→ **What to produce**
Copy the research description below word for word, in full.

Top of Page text

The primary focus of Dr. Klotman’s research efforts is understanding fundamental host-viral interactions that provide insights into pathogenesis and approaches to prevention of Human Immunodeficiency Virus 1 (HIV-1) infection.  A long-standing project is focused on HIV-associated nephropathy (HIVAN) as part of a multi-project NIH-funded initiative to understand the cell biology, virology and genetically determined host factors involved in disease pathogenesis.  Recent important observations made by the Klotman lab include the demonstration that HIV resides in and evolves separately in kidney cells, that virus persists in renal cells despite therapy, and the viral proteins Nef and Vpr play significant roles in renal pathology.  Current work is focused on defining the efficiency and consequences of cell-associated (compared to cell-free) HIV infection of renal tubule epithelial (RTE) cells via the virologic synapse;  defining the mechanism by which specific viral genes, particularly HIV Vpr, induce pathologic changes in RTECs that are characteristic of HIVAN and characterization of the renal compartment as a long-term reservoir for HIV.  

An additional focus in the laboratory is understanding the role of the genital mucosa and associated host proteins that protect or, in the context of a second sexually transmitted disease, might enhance HIV transmission.  Ultimately, the goal of the latter work is to devise safe strategies for prevention, particularly around topical microbicides that might be applied directly to the genital mucosa to block sexual transmission.  This work is presently focused on establishing in vitro models to study vaginal transmission and topical microbicides including genital cell monolayers and genital tissue explant models.

Bottom of Page text
Top of Source information

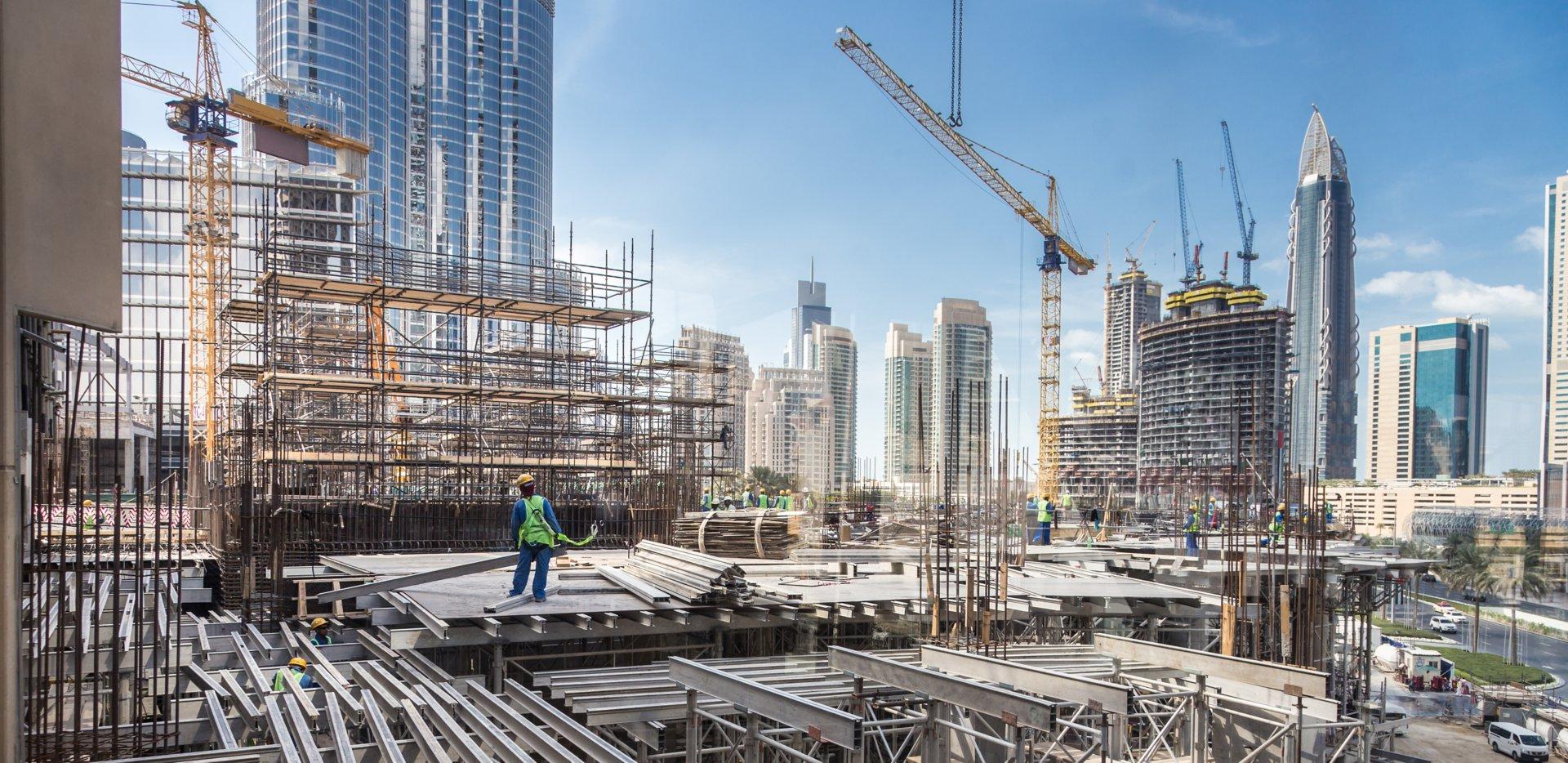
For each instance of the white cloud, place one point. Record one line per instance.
(1532, 239)
(1222, 27)
(1455, 296)
(1382, 245)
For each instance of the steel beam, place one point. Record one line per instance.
(978, 698)
(1256, 672)
(417, 578)
(1112, 698)
(782, 707)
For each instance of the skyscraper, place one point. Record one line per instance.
(961, 381)
(720, 371)
(789, 426)
(836, 355)
(1131, 303)
(455, 100)
(908, 422)
(1554, 382)
(1324, 301)
(1428, 401)
(811, 310)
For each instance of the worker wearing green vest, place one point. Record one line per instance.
(294, 672)
(1276, 528)
(1192, 528)
(533, 528)
(1046, 515)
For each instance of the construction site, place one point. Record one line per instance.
(315, 465)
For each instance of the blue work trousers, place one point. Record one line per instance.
(540, 560)
(1043, 534)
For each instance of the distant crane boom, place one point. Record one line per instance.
(903, 95)
(1244, 221)
(1058, 248)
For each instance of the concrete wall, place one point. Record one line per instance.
(59, 234)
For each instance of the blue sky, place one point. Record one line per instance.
(751, 145)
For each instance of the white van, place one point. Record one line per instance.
(1517, 742)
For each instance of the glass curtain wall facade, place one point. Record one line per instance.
(1324, 301)
(908, 407)
(455, 98)
(961, 382)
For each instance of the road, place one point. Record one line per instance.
(1537, 650)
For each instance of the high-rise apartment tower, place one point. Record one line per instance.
(1131, 303)
(1324, 301)
(836, 355)
(961, 386)
(910, 427)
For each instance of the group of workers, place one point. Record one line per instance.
(756, 498)
(295, 672)
(1045, 511)
(1196, 523)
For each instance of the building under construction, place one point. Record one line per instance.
(1099, 451)
(1211, 399)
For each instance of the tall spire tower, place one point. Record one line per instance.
(1324, 299)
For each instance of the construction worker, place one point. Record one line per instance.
(533, 528)
(1192, 529)
(294, 672)
(318, 633)
(1276, 528)
(1046, 514)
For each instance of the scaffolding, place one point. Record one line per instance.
(394, 395)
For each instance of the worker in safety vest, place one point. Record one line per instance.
(318, 635)
(533, 528)
(1192, 529)
(294, 672)
(1046, 514)
(1276, 528)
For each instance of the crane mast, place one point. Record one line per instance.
(1056, 252)
(201, 114)
(1244, 221)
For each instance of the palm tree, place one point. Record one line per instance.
(1470, 569)
(1530, 582)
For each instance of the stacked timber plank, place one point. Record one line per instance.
(755, 534)
(688, 575)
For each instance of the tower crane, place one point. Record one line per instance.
(201, 114)
(1056, 250)
(1244, 221)
(1192, 270)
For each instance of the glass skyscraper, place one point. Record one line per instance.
(1428, 410)
(455, 100)
(1324, 301)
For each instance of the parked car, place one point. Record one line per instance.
(1517, 742)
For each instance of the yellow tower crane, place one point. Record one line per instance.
(1051, 261)
(201, 115)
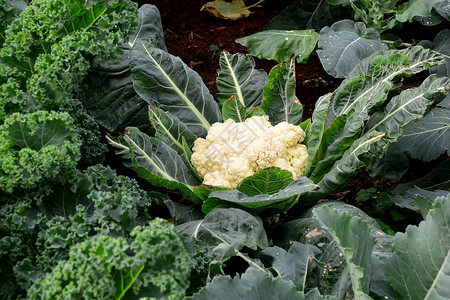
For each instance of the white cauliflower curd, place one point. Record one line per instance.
(232, 151)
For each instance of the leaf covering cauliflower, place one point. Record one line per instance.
(232, 151)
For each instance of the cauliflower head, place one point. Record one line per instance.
(232, 151)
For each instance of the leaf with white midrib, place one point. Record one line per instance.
(420, 265)
(166, 82)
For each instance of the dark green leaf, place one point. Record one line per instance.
(233, 109)
(343, 45)
(279, 101)
(238, 77)
(280, 45)
(166, 82)
(420, 265)
(262, 203)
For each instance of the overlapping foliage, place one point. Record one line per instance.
(71, 228)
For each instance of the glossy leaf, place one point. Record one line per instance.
(415, 8)
(238, 77)
(356, 248)
(420, 265)
(233, 109)
(429, 137)
(268, 181)
(409, 105)
(343, 45)
(171, 130)
(292, 264)
(279, 101)
(280, 45)
(155, 161)
(312, 14)
(166, 82)
(262, 203)
(252, 285)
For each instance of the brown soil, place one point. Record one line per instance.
(189, 33)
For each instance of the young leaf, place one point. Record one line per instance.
(343, 45)
(156, 162)
(261, 203)
(420, 265)
(428, 137)
(279, 101)
(233, 109)
(312, 14)
(171, 130)
(238, 77)
(165, 81)
(268, 181)
(280, 45)
(352, 237)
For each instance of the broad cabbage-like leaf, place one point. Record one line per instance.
(312, 14)
(166, 82)
(155, 161)
(292, 264)
(171, 130)
(428, 137)
(269, 204)
(414, 9)
(225, 231)
(280, 45)
(343, 45)
(233, 109)
(279, 101)
(420, 265)
(238, 77)
(35, 148)
(253, 284)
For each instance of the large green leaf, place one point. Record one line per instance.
(261, 203)
(354, 100)
(279, 101)
(268, 181)
(409, 105)
(155, 161)
(280, 45)
(252, 285)
(352, 236)
(171, 130)
(233, 109)
(292, 264)
(356, 157)
(225, 231)
(238, 77)
(343, 45)
(429, 137)
(415, 8)
(312, 14)
(420, 265)
(165, 81)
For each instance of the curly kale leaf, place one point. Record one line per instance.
(154, 264)
(49, 49)
(36, 147)
(38, 229)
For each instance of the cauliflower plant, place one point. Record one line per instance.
(233, 151)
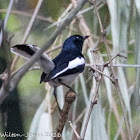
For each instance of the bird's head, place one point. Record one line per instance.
(74, 42)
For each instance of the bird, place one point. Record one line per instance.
(64, 68)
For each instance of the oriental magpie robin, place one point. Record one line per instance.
(64, 68)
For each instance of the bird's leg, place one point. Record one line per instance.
(55, 95)
(71, 89)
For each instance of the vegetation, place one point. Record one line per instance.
(108, 100)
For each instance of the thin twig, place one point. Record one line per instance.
(28, 31)
(69, 99)
(23, 13)
(115, 82)
(93, 102)
(136, 138)
(8, 13)
(75, 132)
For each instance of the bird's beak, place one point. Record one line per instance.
(85, 37)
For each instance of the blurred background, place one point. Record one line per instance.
(121, 20)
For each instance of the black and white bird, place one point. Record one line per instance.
(63, 69)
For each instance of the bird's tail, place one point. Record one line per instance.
(27, 51)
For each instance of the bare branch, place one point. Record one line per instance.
(115, 82)
(69, 99)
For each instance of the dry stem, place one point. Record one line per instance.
(69, 99)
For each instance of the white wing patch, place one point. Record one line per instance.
(72, 64)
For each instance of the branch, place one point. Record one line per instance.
(115, 82)
(93, 102)
(30, 25)
(69, 99)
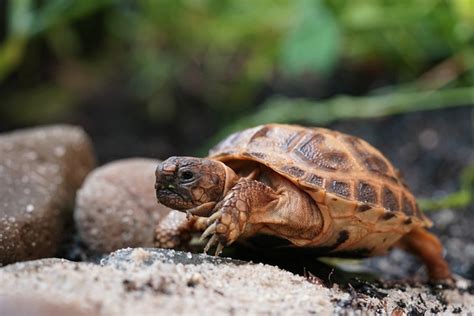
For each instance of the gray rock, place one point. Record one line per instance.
(40, 171)
(116, 206)
(149, 282)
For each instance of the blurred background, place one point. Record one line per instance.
(156, 78)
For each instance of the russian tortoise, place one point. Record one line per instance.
(315, 187)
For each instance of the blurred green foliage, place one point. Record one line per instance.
(224, 55)
(222, 52)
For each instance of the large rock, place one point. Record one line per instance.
(116, 207)
(167, 282)
(40, 171)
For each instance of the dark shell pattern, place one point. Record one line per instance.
(342, 173)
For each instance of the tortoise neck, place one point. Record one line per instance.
(231, 179)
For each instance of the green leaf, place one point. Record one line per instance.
(314, 43)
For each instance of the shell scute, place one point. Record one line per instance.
(342, 172)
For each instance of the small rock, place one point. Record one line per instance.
(116, 207)
(40, 171)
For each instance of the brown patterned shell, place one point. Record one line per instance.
(347, 177)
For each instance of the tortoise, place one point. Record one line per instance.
(313, 187)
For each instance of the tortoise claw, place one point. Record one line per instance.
(213, 217)
(209, 231)
(219, 248)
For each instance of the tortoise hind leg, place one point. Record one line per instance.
(428, 248)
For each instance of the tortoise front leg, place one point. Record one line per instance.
(176, 230)
(244, 201)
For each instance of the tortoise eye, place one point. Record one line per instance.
(187, 175)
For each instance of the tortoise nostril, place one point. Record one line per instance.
(169, 168)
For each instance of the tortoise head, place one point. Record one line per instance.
(186, 182)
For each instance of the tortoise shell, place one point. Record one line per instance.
(365, 202)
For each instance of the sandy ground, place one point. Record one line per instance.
(153, 281)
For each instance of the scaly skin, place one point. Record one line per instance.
(229, 207)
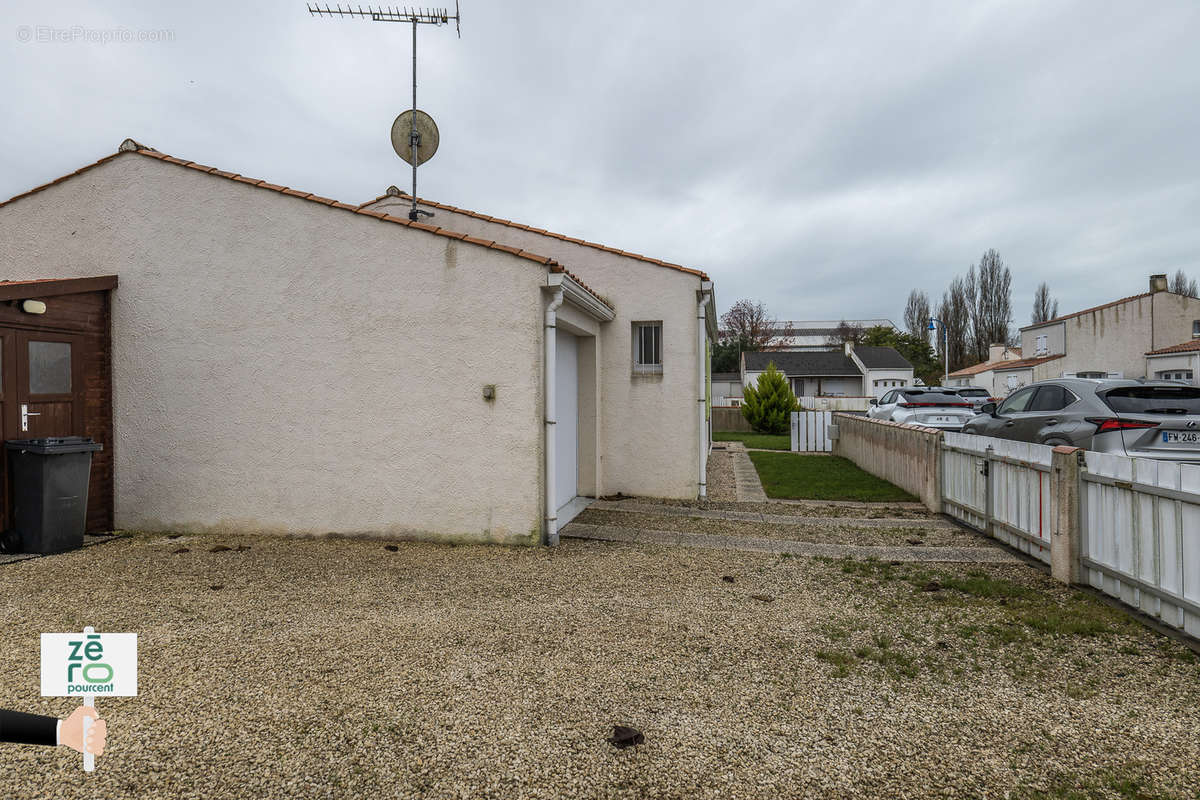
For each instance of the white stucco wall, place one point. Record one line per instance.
(649, 425)
(285, 366)
(1115, 340)
(903, 376)
(1174, 362)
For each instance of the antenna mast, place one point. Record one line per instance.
(415, 17)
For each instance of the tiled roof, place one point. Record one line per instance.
(1089, 311)
(541, 232)
(881, 358)
(1023, 364)
(1186, 347)
(804, 362)
(130, 145)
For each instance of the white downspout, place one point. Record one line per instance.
(706, 296)
(550, 336)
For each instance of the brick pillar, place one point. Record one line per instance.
(1067, 536)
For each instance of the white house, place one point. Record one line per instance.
(1113, 340)
(849, 372)
(285, 362)
(984, 374)
(1176, 362)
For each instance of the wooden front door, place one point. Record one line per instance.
(46, 400)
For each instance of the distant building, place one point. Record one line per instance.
(1176, 362)
(815, 334)
(851, 372)
(1109, 341)
(984, 374)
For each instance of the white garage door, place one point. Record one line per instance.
(567, 431)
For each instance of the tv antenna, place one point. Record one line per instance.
(423, 132)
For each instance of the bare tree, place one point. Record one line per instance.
(916, 314)
(993, 313)
(750, 323)
(955, 313)
(1044, 306)
(846, 332)
(1180, 284)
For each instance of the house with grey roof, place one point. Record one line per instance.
(852, 372)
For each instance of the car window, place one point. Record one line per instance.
(1153, 400)
(1017, 403)
(933, 398)
(1051, 398)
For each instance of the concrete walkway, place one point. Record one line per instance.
(778, 546)
(745, 477)
(771, 518)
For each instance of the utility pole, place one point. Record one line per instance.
(946, 347)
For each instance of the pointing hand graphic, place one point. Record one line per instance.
(71, 734)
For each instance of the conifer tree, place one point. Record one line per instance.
(768, 405)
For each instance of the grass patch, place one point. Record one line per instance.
(760, 440)
(793, 476)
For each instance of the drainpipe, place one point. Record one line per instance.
(555, 299)
(706, 296)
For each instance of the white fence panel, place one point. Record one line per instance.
(810, 432)
(1141, 535)
(1002, 488)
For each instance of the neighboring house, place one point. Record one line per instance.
(850, 371)
(1176, 362)
(726, 389)
(285, 362)
(815, 334)
(1011, 376)
(1111, 341)
(984, 374)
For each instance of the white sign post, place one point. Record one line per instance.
(89, 663)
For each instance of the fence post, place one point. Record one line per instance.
(1066, 540)
(989, 512)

Bottom of Source information

→ **Answer area**
The primary focus of Dr. Klotman’s research efforts is understanding fundamental host-viral interactions that provide insights into pathogenesis and approaches to prevention of Human Immunodeficiency Virus 1 (HIV-1) infection.  A long-standing project is focused on HIV-associated nephropathy (HIVAN) as part of a multi-project NIH-funded initiative to understand the cell biology, virology and genetically determined host factors involved in disease pathogenesis.  Recent important observations made by the Klotman lab include the demonstration that HIV resides in and evolves separately in kidney cells, that virus persists in renal cells despite therapy, and the viral proteins Nef and Vpr play significant roles in renal pathology.  Current work is focused on defining the efficiency and consequences of cell-associated (compared to cell-free) HIV infection of renal tubule epithelial (RTE) cells via the virologic synapse;  defining the mechanism by which specific viral genes, particularly HIV Vpr, induce pathologic changes in RTECs that are characteristic of HIVAN and characterization of the renal compartment as a long-term reservoir for HIV.  

An additional focus in the laboratory is understanding the role of the genital mucosa and associated host proteins that protect or, in the context of a second sexually transmitted disease, might enhance HIV transmission.  Ultimately, the goal of the latter work is to devise safe strategies for prevention, particularly around topical microbicides that might be applied directly to the genital mucosa to block sexual transmission.  This work is presently focused on establishing in vitro models to study vaginal transmission and topical microbicides including genital cell monolayers and genital tissue explant models.